**WHAT NEEDS TO BE DONE**
Narrow the data below down to the lines containing "thermos".

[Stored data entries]
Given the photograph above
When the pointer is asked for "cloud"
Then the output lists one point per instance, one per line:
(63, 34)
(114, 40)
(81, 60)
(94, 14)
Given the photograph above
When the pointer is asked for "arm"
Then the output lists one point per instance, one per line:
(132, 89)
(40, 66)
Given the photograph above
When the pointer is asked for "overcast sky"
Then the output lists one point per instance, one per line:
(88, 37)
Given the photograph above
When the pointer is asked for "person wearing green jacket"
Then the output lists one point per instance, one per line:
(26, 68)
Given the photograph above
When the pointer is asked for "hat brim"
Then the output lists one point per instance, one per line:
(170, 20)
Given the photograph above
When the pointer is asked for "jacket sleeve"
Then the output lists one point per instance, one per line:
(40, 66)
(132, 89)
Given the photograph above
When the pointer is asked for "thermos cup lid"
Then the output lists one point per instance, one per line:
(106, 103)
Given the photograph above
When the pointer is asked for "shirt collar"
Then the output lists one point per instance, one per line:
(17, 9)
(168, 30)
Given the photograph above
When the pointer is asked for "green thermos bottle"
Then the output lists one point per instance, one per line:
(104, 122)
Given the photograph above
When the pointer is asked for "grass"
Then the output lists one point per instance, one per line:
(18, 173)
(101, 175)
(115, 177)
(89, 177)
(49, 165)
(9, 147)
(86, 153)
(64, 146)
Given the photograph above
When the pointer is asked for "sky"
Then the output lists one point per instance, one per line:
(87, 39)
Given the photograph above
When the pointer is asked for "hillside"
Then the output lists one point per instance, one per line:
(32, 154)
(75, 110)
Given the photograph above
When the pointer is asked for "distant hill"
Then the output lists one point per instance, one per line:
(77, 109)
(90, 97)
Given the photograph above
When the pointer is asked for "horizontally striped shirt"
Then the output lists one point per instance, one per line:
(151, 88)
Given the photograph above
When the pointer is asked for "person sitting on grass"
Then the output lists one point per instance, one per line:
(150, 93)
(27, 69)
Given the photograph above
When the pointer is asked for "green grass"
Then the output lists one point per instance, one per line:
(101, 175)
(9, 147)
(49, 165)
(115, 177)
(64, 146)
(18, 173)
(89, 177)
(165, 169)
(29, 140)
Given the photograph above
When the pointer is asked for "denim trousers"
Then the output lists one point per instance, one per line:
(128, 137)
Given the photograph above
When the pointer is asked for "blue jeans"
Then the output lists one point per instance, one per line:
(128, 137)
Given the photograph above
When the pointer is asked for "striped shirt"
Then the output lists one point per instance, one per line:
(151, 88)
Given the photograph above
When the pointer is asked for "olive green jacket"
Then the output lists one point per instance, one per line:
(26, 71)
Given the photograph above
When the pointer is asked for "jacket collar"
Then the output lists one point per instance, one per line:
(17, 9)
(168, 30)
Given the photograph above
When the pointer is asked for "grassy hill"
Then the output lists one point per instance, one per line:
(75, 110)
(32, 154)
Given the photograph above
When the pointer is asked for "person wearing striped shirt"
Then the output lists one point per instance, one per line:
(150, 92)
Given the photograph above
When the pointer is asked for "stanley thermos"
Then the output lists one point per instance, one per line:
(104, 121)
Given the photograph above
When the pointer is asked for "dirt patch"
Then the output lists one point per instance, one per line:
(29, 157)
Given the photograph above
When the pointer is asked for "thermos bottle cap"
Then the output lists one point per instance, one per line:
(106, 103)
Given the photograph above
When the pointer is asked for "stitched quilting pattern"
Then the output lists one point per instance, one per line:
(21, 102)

**ANSWER FOR THIS EXERCISE**
When the pointer is asked for "thermos cup lid"
When the pointer is asked for "green thermos bottle"
When the pointer is asked for "stanley thermos"
When the pointer is asked for "thermos bottle cap"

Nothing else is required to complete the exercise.